** TASK STATEMENT **
Scan the records for the line containing "Would you kindly indicate the rosemary sprig"; extract it and all later lines, verbatim, through the end, and nothing before it.

** start LISTED ENTRIES **

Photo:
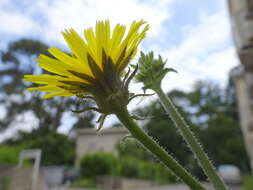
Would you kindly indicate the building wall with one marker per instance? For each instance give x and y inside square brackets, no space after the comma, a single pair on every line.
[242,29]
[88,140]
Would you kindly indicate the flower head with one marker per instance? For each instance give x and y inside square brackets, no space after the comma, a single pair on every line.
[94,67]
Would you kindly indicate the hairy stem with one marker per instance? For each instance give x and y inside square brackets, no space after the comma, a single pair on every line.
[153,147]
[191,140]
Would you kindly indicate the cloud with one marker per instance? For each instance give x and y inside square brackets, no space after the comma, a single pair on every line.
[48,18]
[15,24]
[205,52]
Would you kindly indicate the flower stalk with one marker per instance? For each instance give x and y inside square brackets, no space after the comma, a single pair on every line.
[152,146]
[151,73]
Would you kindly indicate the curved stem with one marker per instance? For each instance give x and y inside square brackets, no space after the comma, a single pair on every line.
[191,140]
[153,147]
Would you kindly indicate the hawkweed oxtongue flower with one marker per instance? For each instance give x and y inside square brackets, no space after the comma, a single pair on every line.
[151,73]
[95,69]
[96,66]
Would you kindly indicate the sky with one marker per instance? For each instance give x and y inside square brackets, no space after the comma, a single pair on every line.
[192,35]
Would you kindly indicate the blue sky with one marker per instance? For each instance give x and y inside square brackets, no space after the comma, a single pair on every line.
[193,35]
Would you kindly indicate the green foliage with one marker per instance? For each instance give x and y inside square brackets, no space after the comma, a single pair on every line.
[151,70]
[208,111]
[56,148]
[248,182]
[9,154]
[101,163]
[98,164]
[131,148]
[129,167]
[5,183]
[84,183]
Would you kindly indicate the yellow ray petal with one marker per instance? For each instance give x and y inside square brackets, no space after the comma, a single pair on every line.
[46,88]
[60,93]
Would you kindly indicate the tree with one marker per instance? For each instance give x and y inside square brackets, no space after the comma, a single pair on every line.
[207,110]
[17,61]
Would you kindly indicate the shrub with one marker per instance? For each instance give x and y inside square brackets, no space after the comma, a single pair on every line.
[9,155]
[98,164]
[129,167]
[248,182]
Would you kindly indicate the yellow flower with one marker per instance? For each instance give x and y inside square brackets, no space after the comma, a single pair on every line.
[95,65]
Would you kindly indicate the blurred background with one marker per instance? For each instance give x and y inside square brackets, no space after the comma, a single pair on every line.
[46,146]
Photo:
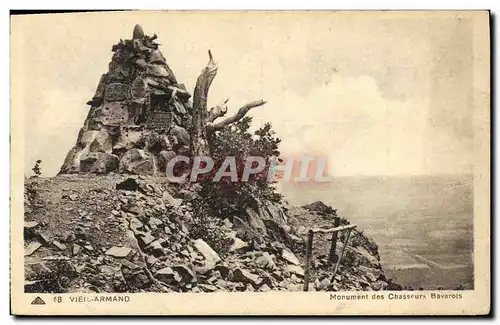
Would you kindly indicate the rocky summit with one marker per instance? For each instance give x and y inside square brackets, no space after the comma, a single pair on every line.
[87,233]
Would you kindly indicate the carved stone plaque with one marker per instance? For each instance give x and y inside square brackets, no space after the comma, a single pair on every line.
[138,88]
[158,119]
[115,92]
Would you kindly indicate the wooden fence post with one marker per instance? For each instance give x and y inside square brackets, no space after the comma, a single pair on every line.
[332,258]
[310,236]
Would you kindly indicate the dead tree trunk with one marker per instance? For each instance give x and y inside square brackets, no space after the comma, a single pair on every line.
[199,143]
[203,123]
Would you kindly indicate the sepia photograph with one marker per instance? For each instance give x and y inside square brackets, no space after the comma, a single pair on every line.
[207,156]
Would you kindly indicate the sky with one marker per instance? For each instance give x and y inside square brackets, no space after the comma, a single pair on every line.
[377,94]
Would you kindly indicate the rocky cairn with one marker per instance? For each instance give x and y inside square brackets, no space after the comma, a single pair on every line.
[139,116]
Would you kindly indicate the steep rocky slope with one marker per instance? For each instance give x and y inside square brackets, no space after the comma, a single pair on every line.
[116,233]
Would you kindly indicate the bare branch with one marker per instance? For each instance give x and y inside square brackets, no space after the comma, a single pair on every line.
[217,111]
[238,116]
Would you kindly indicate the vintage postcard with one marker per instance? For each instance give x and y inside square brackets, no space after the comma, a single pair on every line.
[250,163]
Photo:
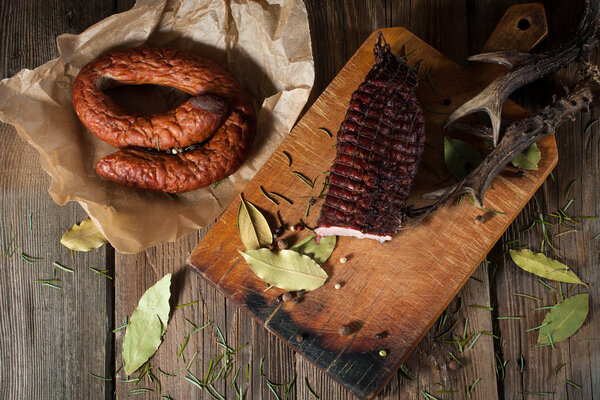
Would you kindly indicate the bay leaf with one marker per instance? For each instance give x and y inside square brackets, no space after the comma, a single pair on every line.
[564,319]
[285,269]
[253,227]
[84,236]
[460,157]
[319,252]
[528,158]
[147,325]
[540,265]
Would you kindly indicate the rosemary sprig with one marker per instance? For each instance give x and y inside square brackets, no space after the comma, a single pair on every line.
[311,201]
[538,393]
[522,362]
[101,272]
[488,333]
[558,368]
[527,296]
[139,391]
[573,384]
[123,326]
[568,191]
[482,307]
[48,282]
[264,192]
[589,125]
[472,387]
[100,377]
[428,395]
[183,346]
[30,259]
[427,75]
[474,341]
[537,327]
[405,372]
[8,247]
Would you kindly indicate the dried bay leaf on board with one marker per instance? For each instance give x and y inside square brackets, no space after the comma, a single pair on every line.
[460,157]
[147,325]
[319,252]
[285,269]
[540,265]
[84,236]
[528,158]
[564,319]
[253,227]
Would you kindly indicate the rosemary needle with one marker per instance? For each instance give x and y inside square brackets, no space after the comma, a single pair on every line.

** end LISTED ENTRIES **

** RESPONSE TO THE EXERCISE **
Would you kindly indicate the rosemary sprig with one marker per instance? For each instance give x and y inside square brackets, no space after the comma, a single pair on every line.
[311,201]
[538,393]
[522,362]
[101,272]
[488,333]
[558,368]
[527,296]
[139,391]
[573,384]
[123,326]
[568,191]
[482,307]
[48,282]
[264,192]
[589,125]
[472,387]
[100,377]
[428,395]
[183,346]
[30,259]
[427,75]
[474,341]
[537,327]
[405,372]
[8,247]
Would you kindly indicate the dried bay leaf on board with one marker per instance? For each instance give x and y inside square brackets, no space after the comma, a single pair on every line.
[460,157]
[147,325]
[319,252]
[285,269]
[540,265]
[84,236]
[528,158]
[564,319]
[253,227]
Would you kindly indicate the rosemary needle with one marker per instance? For each instance give x and y inside square brackets, no space after the comma, a single pair on every line.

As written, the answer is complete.